**Some entries**
■ ■ ■ ■
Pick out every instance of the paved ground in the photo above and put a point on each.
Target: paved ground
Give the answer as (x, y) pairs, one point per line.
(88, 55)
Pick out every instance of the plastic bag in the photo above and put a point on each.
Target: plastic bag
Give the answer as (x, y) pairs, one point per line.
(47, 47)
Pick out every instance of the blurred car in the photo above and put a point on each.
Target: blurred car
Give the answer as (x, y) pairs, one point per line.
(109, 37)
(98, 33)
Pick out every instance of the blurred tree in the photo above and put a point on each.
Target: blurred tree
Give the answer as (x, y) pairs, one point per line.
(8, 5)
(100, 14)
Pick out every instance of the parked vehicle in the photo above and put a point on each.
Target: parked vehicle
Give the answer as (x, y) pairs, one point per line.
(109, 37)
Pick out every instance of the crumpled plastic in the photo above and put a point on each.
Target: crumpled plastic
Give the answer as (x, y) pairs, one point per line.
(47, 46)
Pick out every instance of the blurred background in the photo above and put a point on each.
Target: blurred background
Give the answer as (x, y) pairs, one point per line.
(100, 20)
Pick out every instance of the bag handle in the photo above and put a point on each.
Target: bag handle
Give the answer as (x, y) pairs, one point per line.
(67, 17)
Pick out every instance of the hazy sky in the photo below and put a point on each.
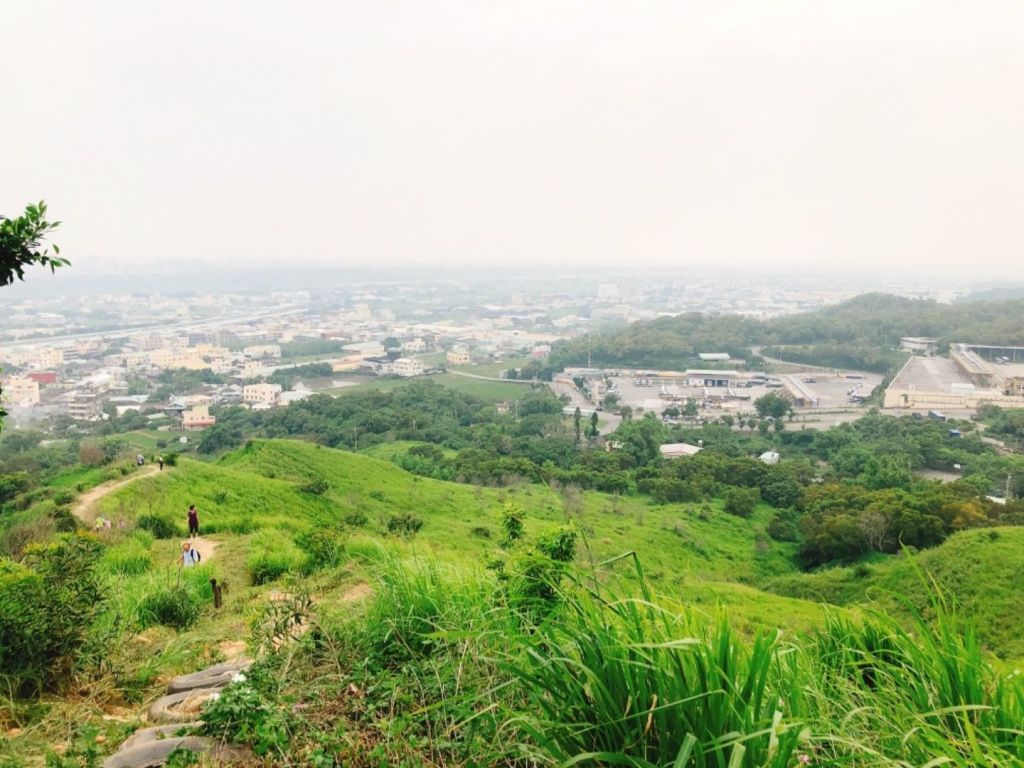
■ ■ ■ ■
**AIM**
Edit the part of the entries that starts with the line containing "Pick out every instance of the bag" and runs through the end, replacing "handle" with "strap" and keeping everything else unchanged. Leave the pictures out of your answer.

**RESPONSE TO THIS EXERCISE**
Pick out every instance of the bag strap in the photo above and put a point on each.
Target: bag strap
Give the answer as (x, y) pairs, one point per line.
(67, 17)
Pick out every instance of the hazy sky in the photo below and put a point on each.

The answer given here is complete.